WHAT IS NEEDED:
Only the lines below between the ones containing "Target: metal pole" and "Spot the train roof", inclusive, are to be reproduced, each exactly as it stands.

[[ RECORDED INFORMATION open ]]

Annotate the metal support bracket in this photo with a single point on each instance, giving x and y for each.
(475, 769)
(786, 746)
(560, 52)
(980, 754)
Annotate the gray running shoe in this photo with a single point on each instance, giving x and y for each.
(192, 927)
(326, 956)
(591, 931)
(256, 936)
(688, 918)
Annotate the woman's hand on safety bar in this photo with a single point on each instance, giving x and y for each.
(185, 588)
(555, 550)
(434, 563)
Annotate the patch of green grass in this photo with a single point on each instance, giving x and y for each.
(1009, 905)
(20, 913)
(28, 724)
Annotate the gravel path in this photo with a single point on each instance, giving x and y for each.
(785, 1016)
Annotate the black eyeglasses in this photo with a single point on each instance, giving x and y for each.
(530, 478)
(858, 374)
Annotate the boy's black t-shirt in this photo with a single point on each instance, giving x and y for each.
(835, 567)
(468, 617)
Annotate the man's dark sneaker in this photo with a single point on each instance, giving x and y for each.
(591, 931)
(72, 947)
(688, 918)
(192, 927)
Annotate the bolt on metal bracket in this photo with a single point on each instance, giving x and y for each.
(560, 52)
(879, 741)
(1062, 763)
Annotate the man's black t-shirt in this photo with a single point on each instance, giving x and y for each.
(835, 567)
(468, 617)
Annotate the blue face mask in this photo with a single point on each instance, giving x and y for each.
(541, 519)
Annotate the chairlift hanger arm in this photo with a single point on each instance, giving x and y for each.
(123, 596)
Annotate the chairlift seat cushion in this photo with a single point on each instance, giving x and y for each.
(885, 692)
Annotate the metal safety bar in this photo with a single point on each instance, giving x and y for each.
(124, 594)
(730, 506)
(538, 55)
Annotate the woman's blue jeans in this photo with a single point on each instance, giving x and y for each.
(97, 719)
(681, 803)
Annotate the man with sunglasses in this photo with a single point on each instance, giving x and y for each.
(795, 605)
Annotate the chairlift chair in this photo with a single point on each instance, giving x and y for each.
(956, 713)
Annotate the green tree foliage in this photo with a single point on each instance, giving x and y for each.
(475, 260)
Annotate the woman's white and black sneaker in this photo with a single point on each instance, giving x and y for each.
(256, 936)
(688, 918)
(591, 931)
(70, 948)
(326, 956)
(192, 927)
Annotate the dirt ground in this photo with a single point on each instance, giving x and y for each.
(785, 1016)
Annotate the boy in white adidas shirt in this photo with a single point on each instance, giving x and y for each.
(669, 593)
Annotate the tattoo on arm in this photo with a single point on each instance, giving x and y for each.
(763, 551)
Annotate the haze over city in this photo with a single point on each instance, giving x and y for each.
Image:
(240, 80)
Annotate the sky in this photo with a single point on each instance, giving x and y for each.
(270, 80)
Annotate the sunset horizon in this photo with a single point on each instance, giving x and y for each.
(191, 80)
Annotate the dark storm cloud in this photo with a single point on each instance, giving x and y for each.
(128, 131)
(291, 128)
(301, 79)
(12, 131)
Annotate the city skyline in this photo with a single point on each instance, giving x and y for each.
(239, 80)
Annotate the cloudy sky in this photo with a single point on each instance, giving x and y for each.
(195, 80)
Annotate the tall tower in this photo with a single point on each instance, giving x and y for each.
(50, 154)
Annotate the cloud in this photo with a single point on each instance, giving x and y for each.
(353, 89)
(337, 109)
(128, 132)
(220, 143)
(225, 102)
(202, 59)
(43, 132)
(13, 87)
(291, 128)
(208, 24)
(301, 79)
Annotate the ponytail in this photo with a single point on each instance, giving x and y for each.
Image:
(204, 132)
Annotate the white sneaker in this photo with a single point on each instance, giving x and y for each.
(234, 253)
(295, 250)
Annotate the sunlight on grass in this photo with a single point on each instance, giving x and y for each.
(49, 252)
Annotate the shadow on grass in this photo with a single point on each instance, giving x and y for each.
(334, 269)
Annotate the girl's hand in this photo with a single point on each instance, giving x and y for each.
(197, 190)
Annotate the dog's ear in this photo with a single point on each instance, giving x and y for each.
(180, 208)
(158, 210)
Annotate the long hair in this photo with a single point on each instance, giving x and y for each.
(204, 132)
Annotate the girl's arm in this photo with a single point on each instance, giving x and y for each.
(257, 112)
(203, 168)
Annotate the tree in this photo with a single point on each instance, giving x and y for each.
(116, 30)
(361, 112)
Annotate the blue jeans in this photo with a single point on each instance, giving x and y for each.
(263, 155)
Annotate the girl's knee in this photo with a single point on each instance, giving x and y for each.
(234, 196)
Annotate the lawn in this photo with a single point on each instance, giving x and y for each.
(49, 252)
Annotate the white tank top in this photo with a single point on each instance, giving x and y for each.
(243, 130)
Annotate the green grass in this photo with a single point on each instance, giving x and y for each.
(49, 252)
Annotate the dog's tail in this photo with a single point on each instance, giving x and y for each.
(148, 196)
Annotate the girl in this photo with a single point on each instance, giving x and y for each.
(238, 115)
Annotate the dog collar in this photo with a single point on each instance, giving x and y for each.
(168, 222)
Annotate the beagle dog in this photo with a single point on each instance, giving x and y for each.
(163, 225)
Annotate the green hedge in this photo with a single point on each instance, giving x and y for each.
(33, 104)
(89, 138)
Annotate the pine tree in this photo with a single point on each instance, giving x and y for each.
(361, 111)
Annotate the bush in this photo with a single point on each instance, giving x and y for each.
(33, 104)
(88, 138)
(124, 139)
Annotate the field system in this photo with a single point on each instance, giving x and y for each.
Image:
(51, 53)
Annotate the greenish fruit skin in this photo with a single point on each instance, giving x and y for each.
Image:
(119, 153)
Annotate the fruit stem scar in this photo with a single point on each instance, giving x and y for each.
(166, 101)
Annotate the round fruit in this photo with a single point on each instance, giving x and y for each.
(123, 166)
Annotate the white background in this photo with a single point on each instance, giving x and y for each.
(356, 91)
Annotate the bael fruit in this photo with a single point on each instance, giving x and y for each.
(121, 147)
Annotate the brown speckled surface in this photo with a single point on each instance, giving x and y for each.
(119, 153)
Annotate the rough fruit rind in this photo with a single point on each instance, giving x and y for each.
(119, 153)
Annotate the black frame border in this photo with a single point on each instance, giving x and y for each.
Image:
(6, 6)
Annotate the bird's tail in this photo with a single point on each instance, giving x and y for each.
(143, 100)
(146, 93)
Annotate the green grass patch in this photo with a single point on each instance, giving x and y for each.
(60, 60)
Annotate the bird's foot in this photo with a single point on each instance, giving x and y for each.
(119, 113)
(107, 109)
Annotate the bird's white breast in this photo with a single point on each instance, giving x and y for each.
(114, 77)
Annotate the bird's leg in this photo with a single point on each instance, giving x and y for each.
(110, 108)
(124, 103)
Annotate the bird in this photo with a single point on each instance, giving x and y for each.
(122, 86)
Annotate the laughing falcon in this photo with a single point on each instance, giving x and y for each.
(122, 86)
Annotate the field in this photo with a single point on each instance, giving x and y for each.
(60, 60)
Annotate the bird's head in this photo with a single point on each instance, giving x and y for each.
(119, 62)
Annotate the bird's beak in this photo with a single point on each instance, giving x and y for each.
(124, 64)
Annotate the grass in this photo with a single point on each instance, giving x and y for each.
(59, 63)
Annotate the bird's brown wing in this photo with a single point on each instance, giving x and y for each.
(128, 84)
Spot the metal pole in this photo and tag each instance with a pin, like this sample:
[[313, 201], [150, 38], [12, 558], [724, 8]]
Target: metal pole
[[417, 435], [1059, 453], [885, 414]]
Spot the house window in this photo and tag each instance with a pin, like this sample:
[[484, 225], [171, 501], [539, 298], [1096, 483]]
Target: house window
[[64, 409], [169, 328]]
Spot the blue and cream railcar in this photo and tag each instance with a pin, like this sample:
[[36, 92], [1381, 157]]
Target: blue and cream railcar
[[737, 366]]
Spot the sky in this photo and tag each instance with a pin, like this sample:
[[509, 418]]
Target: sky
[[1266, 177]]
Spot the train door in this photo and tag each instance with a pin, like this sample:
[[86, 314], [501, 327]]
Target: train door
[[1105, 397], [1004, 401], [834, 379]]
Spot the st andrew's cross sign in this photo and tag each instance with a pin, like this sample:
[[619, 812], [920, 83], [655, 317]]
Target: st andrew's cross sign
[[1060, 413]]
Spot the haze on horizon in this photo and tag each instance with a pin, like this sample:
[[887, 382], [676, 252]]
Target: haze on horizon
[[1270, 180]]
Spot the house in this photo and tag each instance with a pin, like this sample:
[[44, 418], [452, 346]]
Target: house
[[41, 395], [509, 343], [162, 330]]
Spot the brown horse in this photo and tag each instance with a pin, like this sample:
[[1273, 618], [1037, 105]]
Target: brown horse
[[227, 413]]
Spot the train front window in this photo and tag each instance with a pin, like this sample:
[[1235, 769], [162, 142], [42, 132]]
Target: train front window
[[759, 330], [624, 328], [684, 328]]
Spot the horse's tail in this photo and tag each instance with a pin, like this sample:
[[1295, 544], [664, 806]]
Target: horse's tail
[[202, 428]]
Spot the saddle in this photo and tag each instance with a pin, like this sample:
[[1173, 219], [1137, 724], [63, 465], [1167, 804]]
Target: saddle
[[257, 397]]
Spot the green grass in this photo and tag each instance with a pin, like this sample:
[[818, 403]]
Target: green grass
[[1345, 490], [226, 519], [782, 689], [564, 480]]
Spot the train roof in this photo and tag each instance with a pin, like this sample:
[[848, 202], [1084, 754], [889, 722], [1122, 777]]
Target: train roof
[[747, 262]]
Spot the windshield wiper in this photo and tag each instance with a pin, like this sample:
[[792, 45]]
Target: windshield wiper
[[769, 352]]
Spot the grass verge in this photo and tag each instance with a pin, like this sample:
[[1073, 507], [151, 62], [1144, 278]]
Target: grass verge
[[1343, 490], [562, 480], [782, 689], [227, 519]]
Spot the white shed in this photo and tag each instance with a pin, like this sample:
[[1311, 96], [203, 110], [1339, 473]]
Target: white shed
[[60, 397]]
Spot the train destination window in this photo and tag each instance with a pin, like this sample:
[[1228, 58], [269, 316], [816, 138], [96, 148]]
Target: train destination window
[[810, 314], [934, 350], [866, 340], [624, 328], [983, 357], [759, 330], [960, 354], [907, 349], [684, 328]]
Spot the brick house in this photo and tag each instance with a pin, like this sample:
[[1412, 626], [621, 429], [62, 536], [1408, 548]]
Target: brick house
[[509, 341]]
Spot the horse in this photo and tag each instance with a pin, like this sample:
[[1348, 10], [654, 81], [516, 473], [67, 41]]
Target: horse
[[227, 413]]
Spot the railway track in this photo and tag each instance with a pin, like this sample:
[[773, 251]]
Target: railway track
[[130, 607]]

[[ RECORDED INFORMATION closed ]]

OUTPUT FOR THIS TASK:
Target: metal pole
[[417, 435], [1059, 453], [885, 414]]
Spot the house window in this photo and tag each instance with a pin, like this sample:
[[484, 225], [171, 501], [539, 298], [1096, 483]]
Target: house window
[[64, 409], [169, 328]]
Spot the blue and cream railcar in this photo and tag each instance with a pin, like this sample:
[[36, 92], [1381, 157]]
Target: blue and cream railcar
[[737, 366]]
Spot the sky in this photo and tag each instance with a pin, like this sample:
[[509, 418]]
Target: sky
[[1266, 177]]
Spot the train door in this photo and tag each instance with a pin, like this sample:
[[86, 314], [501, 327]]
Target: train door
[[1105, 397], [1004, 401], [834, 379]]
Spot the st andrew's cross sign in this photo and tag each instance with a pin, like this sample:
[[619, 812], [920, 83], [655, 317]]
Target: st andrew's cross sign
[[1060, 413]]
Spot the haze on horizon in this photo and tag each instance with a pin, like this sample:
[[887, 382], [676, 252]]
Target: haze on horizon
[[1270, 180]]
Spot the house in this photo and tag each instance with a pin, like this sample:
[[44, 418], [452, 346]]
Target: house
[[41, 395], [509, 343], [162, 330]]
Spot the brown horse in this photo and tag each instance with a pin, like this sample:
[[1273, 618], [1037, 105]]
Target: brown horse
[[227, 413]]
Spot the train front window in this photo and tag each instance with a pin, like this sample:
[[1235, 769], [162, 142], [42, 132]]
Target: train front window
[[759, 330], [624, 328], [684, 328]]
Spot the horse's tail in this photo and tag each instance with a pin, like this sample:
[[1295, 544], [664, 806]]
Target: horse's tail
[[202, 428]]
Spot the saddle in this photo and tag each instance with a pin, like this sample:
[[1173, 219], [1137, 724], [63, 465], [1167, 804]]
Target: saddle
[[257, 397]]
Spot the green grass in this photo and tag each instance with a pin, like this sample:
[[818, 403]]
Target: green grass
[[1345, 490], [226, 519], [782, 689], [564, 480]]
Spot the train roof in this photo and tag each instance with a pin, like this sample:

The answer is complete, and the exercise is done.